* Excerpted data:
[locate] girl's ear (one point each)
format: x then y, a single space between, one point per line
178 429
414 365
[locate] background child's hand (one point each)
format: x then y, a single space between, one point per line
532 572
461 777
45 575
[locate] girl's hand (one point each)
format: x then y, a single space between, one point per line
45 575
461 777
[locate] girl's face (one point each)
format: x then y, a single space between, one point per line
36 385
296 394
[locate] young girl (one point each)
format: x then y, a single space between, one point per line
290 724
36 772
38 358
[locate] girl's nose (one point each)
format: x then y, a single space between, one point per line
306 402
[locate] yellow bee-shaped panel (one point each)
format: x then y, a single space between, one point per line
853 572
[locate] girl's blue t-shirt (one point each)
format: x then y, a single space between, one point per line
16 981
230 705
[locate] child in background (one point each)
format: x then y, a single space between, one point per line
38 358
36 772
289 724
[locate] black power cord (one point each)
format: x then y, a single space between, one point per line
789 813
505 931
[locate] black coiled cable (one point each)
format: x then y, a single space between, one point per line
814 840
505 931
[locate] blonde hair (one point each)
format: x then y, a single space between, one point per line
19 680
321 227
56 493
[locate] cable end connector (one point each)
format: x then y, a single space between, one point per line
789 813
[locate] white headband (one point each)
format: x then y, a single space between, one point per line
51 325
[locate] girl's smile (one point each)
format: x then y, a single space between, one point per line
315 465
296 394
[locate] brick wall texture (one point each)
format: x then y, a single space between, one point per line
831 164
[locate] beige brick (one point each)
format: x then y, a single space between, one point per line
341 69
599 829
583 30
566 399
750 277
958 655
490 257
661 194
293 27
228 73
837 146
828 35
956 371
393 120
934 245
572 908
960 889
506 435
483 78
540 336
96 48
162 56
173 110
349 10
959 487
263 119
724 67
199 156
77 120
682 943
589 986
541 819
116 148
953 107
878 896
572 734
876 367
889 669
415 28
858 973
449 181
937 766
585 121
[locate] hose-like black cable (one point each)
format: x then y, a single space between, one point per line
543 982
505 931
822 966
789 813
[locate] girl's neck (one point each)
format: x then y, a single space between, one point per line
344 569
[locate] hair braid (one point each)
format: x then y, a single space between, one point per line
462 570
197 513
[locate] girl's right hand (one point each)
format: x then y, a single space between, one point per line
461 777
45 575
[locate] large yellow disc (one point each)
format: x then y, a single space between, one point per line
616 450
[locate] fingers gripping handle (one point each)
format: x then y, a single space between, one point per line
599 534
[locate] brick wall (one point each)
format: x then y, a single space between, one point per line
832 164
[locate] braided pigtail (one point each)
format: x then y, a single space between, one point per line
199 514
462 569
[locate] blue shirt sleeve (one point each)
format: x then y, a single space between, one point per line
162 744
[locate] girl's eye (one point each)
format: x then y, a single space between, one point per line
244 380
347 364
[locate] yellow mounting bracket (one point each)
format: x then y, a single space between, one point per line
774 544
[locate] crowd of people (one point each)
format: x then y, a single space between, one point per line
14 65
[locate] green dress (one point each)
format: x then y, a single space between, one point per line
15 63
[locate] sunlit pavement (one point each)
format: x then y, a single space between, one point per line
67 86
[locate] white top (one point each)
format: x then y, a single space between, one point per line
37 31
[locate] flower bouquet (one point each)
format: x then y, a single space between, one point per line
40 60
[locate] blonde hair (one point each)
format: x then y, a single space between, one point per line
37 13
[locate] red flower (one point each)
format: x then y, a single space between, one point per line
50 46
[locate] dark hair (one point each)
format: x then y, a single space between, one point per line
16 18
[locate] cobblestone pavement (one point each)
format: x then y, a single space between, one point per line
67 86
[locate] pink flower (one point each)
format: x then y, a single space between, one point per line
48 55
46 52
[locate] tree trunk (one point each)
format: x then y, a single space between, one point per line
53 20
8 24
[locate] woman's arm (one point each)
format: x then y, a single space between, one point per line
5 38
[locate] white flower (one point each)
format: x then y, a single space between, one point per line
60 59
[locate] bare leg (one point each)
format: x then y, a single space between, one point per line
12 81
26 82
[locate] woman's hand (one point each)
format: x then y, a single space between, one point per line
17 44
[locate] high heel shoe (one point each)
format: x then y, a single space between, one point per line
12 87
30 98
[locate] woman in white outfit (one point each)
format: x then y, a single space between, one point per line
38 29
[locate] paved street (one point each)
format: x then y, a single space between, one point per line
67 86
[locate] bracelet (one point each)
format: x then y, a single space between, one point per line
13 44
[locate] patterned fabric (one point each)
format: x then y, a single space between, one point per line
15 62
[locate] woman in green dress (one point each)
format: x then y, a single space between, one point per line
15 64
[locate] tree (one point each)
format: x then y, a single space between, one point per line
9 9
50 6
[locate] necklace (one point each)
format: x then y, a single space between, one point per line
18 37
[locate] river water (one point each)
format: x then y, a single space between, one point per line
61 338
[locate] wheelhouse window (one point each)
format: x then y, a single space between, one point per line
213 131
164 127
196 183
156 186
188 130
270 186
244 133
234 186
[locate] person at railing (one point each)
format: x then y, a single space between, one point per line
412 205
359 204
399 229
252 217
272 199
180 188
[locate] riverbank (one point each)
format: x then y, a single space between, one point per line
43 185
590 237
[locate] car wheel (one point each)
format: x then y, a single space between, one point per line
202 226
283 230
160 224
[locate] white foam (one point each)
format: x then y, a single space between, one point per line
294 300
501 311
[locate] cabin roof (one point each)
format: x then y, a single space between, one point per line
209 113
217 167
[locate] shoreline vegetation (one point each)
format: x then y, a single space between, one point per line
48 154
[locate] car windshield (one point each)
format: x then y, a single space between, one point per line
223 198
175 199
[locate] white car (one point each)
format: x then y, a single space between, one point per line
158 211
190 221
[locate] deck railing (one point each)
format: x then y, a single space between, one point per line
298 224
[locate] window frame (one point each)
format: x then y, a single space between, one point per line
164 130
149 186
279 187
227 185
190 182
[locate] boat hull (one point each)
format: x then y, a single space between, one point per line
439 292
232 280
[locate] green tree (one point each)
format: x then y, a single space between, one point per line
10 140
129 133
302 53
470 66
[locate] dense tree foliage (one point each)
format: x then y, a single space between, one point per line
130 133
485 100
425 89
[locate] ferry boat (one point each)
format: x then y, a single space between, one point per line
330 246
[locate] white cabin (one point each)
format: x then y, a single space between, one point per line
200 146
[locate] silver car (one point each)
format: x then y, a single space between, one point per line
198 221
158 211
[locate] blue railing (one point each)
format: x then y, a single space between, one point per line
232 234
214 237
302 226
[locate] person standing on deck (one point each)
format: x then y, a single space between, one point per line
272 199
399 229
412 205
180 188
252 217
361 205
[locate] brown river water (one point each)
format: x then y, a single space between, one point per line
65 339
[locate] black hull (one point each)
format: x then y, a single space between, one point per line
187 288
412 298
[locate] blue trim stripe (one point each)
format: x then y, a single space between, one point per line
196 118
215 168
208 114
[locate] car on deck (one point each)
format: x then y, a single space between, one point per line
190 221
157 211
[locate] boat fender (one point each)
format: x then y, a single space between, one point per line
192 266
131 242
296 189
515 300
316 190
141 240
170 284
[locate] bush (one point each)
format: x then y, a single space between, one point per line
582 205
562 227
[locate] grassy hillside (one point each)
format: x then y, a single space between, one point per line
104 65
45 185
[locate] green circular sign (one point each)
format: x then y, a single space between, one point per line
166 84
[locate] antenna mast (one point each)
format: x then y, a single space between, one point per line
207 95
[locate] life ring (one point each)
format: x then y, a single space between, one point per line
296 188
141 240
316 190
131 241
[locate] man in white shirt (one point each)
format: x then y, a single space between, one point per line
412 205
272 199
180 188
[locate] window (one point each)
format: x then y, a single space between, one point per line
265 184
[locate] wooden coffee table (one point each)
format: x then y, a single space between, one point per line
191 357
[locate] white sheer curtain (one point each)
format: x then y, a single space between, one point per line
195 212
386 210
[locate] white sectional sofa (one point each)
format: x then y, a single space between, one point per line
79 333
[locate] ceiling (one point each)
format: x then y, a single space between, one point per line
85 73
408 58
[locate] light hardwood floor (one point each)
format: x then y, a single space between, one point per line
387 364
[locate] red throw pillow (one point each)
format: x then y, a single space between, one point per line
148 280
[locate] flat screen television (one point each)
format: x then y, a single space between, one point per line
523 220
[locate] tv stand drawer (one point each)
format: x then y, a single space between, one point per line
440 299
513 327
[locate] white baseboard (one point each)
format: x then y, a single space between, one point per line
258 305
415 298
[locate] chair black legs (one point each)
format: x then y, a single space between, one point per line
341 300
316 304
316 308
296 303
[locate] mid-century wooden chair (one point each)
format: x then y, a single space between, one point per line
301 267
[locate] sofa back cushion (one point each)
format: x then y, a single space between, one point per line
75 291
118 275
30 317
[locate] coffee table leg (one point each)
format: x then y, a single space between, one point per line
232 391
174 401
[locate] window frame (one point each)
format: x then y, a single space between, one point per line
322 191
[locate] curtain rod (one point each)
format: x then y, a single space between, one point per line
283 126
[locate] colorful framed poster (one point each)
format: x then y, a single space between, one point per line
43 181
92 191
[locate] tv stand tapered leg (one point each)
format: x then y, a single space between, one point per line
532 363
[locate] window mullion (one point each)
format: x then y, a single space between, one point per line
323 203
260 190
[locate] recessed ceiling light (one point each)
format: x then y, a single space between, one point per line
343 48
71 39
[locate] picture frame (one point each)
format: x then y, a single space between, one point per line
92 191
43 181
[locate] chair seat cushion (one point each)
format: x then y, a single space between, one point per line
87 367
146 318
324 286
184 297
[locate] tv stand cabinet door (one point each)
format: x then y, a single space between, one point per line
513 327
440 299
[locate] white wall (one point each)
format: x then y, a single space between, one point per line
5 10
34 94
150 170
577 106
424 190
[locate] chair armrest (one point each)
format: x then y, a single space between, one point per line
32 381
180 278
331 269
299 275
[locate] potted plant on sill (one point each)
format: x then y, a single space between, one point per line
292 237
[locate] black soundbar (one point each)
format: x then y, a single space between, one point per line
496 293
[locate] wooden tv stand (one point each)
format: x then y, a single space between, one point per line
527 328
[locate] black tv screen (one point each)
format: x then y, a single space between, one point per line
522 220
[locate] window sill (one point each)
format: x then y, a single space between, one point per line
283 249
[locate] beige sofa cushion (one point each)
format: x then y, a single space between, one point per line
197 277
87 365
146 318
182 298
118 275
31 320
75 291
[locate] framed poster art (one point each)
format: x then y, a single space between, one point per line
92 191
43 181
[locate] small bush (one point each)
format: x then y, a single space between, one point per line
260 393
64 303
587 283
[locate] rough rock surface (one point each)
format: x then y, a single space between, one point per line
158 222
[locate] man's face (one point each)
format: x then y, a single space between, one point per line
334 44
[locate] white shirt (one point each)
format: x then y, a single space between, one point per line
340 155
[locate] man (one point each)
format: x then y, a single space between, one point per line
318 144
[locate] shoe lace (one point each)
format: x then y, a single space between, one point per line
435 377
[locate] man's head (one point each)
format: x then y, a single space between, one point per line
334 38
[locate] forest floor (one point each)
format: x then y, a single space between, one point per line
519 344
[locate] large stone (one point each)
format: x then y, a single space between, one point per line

* Task brief: Taking the material above, count every line in which the word "pavement" appears; answer with the number alone.

* Task response: 2